START Exercise material

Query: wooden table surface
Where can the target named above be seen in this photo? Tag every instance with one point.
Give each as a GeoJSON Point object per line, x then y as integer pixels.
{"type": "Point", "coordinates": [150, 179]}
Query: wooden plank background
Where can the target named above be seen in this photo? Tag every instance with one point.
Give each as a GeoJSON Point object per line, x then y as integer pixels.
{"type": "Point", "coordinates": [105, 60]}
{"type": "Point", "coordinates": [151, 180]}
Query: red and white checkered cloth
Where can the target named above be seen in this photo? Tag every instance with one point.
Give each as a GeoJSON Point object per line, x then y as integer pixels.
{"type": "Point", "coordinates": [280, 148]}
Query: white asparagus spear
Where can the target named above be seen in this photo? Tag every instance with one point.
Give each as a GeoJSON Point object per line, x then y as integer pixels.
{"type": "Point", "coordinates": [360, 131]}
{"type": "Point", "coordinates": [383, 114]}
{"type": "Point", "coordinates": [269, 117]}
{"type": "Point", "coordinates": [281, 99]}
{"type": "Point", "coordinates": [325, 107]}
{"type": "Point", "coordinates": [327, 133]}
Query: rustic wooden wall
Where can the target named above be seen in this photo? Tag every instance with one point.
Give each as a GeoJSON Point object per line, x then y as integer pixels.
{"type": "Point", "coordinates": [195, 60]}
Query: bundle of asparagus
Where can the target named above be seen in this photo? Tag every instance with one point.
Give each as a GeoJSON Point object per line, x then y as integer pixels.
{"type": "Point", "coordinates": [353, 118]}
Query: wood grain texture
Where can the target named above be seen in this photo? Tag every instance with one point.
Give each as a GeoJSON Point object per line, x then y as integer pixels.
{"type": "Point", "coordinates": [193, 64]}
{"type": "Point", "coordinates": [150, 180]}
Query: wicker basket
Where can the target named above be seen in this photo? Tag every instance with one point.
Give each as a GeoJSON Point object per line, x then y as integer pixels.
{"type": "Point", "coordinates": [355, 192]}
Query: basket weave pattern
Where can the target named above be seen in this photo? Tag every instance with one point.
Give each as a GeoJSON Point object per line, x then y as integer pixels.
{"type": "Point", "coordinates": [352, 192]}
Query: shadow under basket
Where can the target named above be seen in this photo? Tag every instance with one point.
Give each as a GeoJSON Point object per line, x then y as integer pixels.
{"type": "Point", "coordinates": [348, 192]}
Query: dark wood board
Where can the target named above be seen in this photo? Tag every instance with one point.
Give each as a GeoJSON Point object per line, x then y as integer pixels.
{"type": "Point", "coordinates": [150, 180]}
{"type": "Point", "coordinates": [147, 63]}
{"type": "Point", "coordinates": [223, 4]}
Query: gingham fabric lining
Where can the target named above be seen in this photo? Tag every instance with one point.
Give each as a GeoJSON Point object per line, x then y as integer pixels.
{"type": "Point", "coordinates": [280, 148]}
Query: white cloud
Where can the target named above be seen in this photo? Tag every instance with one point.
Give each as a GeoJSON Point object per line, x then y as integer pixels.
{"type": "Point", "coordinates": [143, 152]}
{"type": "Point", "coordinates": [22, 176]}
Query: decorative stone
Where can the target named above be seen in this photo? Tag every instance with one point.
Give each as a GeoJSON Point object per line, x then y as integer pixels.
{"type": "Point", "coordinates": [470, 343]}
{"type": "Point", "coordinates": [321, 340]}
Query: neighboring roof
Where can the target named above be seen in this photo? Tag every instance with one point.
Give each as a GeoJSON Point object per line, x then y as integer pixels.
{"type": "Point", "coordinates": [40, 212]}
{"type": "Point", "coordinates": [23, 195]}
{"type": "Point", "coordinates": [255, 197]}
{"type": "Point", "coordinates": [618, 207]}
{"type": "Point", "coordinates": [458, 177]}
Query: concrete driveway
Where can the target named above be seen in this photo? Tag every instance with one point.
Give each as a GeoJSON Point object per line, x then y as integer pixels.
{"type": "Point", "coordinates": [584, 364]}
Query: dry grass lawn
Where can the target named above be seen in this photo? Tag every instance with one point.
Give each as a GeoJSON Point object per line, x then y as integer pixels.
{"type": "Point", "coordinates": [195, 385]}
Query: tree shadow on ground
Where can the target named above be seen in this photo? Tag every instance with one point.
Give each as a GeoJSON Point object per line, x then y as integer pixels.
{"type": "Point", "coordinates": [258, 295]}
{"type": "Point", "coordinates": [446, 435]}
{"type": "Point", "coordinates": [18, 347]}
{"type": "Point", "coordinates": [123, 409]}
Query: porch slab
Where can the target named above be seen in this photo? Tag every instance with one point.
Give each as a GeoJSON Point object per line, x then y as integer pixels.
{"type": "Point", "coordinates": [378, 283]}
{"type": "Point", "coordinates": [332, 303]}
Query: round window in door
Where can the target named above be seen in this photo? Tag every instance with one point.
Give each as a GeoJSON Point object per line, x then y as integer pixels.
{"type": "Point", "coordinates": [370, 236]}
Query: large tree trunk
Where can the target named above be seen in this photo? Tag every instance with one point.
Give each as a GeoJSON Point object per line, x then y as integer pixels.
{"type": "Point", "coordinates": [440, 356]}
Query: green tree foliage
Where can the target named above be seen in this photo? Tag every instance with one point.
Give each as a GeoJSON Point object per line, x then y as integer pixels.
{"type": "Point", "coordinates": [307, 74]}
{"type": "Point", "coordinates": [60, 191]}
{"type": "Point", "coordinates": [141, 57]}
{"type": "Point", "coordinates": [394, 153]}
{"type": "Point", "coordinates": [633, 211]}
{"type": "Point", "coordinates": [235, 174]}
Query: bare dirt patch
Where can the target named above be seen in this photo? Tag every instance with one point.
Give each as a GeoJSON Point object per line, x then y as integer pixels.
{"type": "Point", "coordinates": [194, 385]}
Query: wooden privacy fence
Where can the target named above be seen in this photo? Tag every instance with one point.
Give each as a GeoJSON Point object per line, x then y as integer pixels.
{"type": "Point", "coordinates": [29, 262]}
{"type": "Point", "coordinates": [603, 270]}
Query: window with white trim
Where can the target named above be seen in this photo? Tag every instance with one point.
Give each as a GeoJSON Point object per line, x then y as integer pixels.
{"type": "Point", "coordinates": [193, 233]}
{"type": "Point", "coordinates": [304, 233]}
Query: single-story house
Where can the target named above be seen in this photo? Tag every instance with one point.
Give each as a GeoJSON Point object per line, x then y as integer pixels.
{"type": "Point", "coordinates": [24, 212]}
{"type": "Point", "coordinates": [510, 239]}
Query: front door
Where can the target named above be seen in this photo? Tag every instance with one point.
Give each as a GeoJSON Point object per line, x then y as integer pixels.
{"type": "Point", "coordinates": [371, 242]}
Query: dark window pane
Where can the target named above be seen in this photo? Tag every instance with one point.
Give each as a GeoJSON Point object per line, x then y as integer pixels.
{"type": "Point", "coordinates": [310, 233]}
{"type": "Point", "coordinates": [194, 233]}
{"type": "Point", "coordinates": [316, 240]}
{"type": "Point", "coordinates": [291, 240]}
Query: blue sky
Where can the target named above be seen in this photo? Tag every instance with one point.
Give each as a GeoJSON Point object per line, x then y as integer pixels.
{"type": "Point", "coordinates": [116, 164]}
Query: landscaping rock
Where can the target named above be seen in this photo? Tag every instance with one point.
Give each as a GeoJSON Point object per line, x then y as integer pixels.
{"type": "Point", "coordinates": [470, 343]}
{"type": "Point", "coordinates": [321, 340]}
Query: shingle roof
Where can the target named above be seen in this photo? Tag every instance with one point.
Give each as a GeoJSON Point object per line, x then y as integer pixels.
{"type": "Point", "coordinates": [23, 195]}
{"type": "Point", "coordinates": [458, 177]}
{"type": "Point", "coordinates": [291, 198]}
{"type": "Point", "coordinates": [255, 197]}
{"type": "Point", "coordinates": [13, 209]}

END Exercise material

Each line that contains the string "asparagus" should be copied from the data above.

= Written response =
Query: white asparagus spear
Query: bundle of asparagus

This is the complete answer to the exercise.